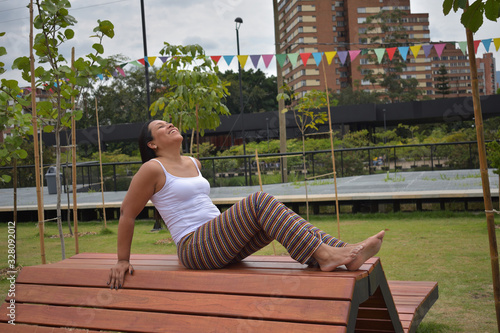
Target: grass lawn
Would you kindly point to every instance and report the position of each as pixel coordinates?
(451, 248)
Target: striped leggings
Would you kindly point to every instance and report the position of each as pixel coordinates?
(247, 227)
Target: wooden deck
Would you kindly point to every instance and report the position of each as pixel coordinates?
(261, 294)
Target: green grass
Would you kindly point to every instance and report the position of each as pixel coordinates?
(450, 248)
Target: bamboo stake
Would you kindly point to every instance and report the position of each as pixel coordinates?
(260, 184)
(35, 140)
(100, 163)
(333, 152)
(488, 204)
(73, 161)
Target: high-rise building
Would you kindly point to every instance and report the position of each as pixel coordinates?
(308, 26)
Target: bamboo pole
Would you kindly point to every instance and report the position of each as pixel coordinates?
(333, 152)
(483, 164)
(100, 163)
(73, 161)
(35, 140)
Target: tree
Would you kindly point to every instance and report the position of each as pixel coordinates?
(12, 117)
(443, 84)
(62, 81)
(472, 19)
(388, 28)
(259, 91)
(194, 93)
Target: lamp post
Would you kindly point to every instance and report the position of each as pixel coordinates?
(238, 22)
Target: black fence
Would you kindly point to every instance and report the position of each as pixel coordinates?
(242, 170)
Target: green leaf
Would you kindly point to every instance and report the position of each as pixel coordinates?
(492, 10)
(447, 5)
(472, 18)
(98, 47)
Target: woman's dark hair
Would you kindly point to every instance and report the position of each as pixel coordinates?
(144, 137)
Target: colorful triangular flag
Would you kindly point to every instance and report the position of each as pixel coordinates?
(281, 58)
(317, 57)
(215, 59)
(415, 50)
(496, 41)
(476, 45)
(305, 56)
(487, 43)
(228, 59)
(403, 52)
(380, 54)
(342, 56)
(242, 60)
(255, 60)
(267, 59)
(439, 48)
(463, 47)
(354, 54)
(329, 56)
(293, 58)
(427, 49)
(390, 52)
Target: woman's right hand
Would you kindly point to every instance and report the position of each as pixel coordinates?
(118, 272)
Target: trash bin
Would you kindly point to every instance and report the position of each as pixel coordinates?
(50, 178)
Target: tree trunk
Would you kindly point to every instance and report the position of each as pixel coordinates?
(488, 204)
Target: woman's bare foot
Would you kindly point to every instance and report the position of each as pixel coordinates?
(329, 257)
(371, 246)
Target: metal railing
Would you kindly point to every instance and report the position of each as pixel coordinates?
(230, 170)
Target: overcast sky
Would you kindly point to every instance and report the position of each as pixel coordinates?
(208, 23)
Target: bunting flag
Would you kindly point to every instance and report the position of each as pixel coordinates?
(267, 59)
(380, 54)
(329, 56)
(439, 48)
(415, 50)
(496, 41)
(228, 59)
(342, 56)
(354, 54)
(476, 45)
(390, 52)
(242, 60)
(281, 58)
(215, 59)
(427, 49)
(255, 60)
(318, 56)
(304, 57)
(487, 43)
(403, 52)
(293, 58)
(463, 47)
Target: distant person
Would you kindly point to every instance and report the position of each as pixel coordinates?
(207, 238)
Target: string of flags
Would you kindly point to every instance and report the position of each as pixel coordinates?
(342, 56)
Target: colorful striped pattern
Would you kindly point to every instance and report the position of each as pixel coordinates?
(245, 228)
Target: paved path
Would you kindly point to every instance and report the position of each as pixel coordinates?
(451, 183)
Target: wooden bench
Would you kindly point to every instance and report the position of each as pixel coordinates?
(261, 294)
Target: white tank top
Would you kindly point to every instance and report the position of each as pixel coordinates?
(184, 203)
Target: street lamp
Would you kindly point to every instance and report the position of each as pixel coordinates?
(238, 22)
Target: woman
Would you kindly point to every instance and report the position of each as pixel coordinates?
(207, 239)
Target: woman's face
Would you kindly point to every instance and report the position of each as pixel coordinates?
(163, 133)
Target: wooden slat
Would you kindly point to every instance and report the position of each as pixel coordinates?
(272, 308)
(21, 328)
(137, 321)
(216, 281)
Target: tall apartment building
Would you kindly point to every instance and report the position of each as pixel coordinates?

_ _ _

Can you copy all of the records above word for word, leaving out any pictures?

• The output:
Target: grass lawn
Would you kindly point to every instance and report the position of each as pixel coordinates?
(451, 248)
Target: striped leggings
Would you kindly point to every instance and report the position of each as pixel coordinates?
(247, 227)
Target: wooden deck
Would you kindly point to every instance and report the position of each as pixel coordinates?
(261, 294)
Target: green grass
Would you kindly point to every instance and report the position of each as pixel coordinates?
(450, 248)
Target: bamboo stake
Would you kindly point to every instance and report the position of each as pixel coordinates?
(260, 184)
(35, 140)
(100, 163)
(333, 152)
(488, 204)
(73, 161)
Target: high-rise building
Would you kindly point to every instance and report the position of each as pixel coordinates?
(308, 26)
Target: bamboo pole
Would you kindly point to every instance and report the position of each as pixel coordinates?
(333, 152)
(483, 164)
(100, 163)
(73, 161)
(35, 140)
Target: tree
Would you kindly point to every instance and report the position of each as pixel coordinates?
(12, 117)
(443, 84)
(62, 81)
(472, 19)
(388, 28)
(259, 91)
(194, 93)
Target: lamp post
Would you kindly point to every instance and report the position of each as pixel coordinates?
(238, 22)
Target: black fence
Would you kindly point to every instance and report the position of each as pixel coordinates?
(242, 170)
Target: green leaf
Would you kindly point to every instance and report the position of each as pixel coordinates?
(492, 10)
(447, 5)
(472, 18)
(98, 47)
Target: woman's dark hair
Would you kindly point to every instance and report the position of each as pixel coordinates?
(144, 137)
Target: colorful triangular flag
Would you kindly point to every instance and report the position of each as pixel coordinates?
(281, 58)
(317, 57)
(215, 59)
(415, 50)
(496, 41)
(476, 45)
(305, 56)
(487, 43)
(228, 59)
(403, 52)
(380, 54)
(342, 56)
(242, 60)
(255, 60)
(267, 59)
(439, 48)
(463, 47)
(354, 54)
(329, 56)
(293, 58)
(427, 49)
(390, 52)
Target: woman's right hand
Would you kindly point to every instance and report the position of each as pixel coordinates?
(118, 272)
Target: trash bin
Would you kindly point to every instance and report the position of each as pixel coordinates?
(50, 178)
Target: tree trunk
Would you kindly point to every instance and report the position of each as pixel coordinates?
(488, 204)
Target: woman's bare foot
Would you kindly point to every instance and report the position of each as pixel coordinates?
(329, 257)
(371, 246)
Target: metal railing
Would you kindly point to every instance and report the position of each as pixel coordinates?
(230, 170)
Target: overcast sky
Would you kindly point to every instance and report the position of each as pixel coordinates?
(208, 23)
Target: bunting flag
Would you kindly point to every instance and report the position of each as pixel coordinates?
(267, 59)
(380, 54)
(329, 56)
(439, 48)
(415, 50)
(496, 41)
(228, 59)
(342, 56)
(354, 54)
(476, 45)
(390, 52)
(242, 60)
(281, 58)
(215, 59)
(427, 49)
(255, 60)
(318, 56)
(304, 57)
(487, 43)
(403, 52)
(293, 58)
(463, 47)
Target: distant person
Would you kindly point to every instance and report the position of each as pixel coordinates?
(207, 238)
Target: string of flags
Would you kindly point to every instance and report the position of each as pixel coordinates?
(342, 56)
Target: colorful striped pattern
Would you kindly point to every instance and report the position of each as pixel coordinates?
(245, 228)
Target: paved path
Would you kindly point to every instance and report the position of each as pixel coordinates?
(451, 183)
Target: wooden bench
Would you kindly point to every instance and report the position of each as pixel coordinates?
(261, 294)
Target: white tank top
Would you kindly point to every instance and report the position of each as pixel coordinates?
(184, 203)
Target: street lamp
Would you kindly point to every instance and report the position of each as pixel coordinates?
(238, 22)
Target: woman
Would you kindly point to every instance and report the position of each as pixel coordinates?
(207, 239)
Target: woman's face
Would you kindly point to every instance and report the position of each as pixel coordinates?
(163, 133)
Target: wooden slat
Would you kindly point to every instance and report the position of each as pixel coordinates?
(272, 308)
(21, 328)
(137, 321)
(216, 281)
Target: tall apartment building
Would you kindly point to every instance and report the position of each as pixel coordinates?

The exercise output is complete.